SOURCE DATA:
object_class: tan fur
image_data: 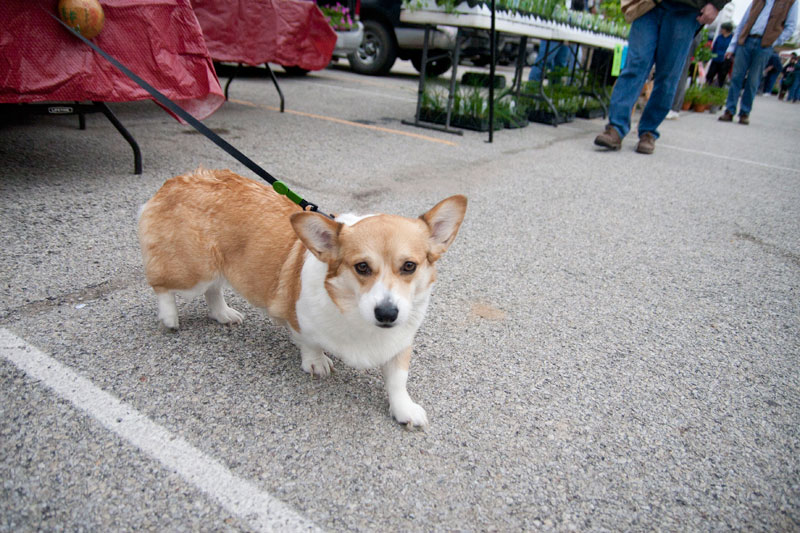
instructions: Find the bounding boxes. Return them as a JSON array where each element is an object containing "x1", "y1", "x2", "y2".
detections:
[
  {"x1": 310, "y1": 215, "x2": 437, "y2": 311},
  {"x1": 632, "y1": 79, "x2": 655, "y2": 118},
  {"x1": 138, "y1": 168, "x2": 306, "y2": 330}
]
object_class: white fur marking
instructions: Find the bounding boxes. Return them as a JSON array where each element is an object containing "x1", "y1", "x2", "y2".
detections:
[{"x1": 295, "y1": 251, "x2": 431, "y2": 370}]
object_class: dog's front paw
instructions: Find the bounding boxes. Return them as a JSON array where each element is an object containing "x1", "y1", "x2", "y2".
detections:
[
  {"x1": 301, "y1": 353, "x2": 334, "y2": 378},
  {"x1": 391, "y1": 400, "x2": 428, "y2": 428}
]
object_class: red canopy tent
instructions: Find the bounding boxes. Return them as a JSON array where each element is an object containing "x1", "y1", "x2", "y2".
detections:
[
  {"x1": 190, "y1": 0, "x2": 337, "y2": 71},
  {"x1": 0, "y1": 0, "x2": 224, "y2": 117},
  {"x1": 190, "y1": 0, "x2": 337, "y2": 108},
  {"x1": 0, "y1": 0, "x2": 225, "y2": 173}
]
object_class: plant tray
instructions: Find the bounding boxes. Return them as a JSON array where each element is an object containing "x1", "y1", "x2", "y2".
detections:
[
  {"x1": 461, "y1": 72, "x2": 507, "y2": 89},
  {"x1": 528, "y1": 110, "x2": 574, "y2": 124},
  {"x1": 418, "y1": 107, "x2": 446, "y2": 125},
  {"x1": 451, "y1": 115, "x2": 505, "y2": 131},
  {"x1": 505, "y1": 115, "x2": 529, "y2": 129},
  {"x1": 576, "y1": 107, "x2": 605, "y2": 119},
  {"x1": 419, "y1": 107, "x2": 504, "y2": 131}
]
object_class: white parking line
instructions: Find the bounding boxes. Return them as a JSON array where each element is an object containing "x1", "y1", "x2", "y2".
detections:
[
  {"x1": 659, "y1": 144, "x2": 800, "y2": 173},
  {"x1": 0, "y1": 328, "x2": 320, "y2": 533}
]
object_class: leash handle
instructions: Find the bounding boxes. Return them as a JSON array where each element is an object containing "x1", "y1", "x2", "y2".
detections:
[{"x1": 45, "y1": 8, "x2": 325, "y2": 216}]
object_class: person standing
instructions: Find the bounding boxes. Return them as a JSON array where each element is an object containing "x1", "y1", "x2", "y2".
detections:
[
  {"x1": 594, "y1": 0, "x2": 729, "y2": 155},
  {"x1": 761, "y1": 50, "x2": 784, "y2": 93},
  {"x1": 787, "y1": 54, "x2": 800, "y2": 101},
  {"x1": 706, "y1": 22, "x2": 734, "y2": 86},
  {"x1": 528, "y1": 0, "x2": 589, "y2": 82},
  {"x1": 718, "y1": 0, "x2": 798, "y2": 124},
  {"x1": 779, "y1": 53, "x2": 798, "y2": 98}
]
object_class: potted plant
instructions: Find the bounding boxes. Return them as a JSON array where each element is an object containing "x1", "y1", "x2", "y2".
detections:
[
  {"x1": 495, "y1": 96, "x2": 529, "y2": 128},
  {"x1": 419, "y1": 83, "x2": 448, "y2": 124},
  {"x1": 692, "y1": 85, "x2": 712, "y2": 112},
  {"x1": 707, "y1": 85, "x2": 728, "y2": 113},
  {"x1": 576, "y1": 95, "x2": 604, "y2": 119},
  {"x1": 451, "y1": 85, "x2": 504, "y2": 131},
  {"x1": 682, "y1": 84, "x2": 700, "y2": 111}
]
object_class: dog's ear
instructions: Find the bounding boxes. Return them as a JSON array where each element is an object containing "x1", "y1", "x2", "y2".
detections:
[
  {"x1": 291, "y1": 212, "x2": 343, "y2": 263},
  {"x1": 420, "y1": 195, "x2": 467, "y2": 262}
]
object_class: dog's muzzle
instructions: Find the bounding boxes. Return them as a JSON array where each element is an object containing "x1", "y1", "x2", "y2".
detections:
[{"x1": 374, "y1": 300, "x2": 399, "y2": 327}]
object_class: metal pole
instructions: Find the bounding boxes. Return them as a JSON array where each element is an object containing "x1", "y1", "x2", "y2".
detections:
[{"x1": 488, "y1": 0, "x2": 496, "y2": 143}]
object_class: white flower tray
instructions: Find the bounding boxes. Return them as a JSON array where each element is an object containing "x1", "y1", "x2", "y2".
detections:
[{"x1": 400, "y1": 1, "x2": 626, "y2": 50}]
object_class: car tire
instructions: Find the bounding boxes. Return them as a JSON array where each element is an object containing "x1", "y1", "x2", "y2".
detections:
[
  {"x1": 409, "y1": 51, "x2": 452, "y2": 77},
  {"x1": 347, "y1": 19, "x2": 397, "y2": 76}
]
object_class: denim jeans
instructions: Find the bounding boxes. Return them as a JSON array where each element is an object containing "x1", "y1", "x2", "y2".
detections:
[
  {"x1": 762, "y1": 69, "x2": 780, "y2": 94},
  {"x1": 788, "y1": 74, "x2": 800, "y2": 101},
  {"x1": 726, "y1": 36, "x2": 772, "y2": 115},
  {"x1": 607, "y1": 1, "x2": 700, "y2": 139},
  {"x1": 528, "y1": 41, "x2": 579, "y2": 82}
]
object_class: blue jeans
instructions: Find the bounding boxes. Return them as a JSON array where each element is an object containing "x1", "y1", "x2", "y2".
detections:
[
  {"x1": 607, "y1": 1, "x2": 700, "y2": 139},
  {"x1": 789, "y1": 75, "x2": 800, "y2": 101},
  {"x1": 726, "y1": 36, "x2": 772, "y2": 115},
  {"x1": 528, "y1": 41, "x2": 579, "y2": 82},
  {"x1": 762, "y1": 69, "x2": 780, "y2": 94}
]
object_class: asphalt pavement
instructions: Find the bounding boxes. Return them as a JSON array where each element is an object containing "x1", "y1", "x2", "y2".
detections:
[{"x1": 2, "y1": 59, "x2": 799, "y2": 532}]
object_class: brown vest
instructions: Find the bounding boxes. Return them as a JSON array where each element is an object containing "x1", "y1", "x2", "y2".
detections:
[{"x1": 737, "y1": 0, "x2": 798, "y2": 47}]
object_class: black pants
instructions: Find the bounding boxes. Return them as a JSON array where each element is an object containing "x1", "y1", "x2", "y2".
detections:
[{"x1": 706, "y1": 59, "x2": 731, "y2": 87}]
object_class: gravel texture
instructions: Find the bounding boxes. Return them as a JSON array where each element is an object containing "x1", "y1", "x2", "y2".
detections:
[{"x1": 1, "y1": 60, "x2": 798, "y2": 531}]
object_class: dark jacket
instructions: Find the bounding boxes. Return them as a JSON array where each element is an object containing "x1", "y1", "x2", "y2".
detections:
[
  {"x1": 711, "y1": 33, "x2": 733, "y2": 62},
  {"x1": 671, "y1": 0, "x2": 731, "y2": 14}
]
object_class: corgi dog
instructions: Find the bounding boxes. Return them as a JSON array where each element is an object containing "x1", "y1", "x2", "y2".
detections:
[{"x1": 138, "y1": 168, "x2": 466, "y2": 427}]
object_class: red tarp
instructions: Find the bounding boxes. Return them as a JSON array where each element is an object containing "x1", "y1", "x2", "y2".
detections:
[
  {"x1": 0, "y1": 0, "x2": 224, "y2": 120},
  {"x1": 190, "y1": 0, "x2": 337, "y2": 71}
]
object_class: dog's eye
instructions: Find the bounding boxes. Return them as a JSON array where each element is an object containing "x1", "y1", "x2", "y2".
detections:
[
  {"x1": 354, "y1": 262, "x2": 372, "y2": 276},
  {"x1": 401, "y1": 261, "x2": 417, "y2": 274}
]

EXERCISE PROMPT:
Pick out all lines from the data above in which the word "white" appears.

ANSWER BELOW:
object_class: white fur marking
object_class: white parking line
object_class: white flower tray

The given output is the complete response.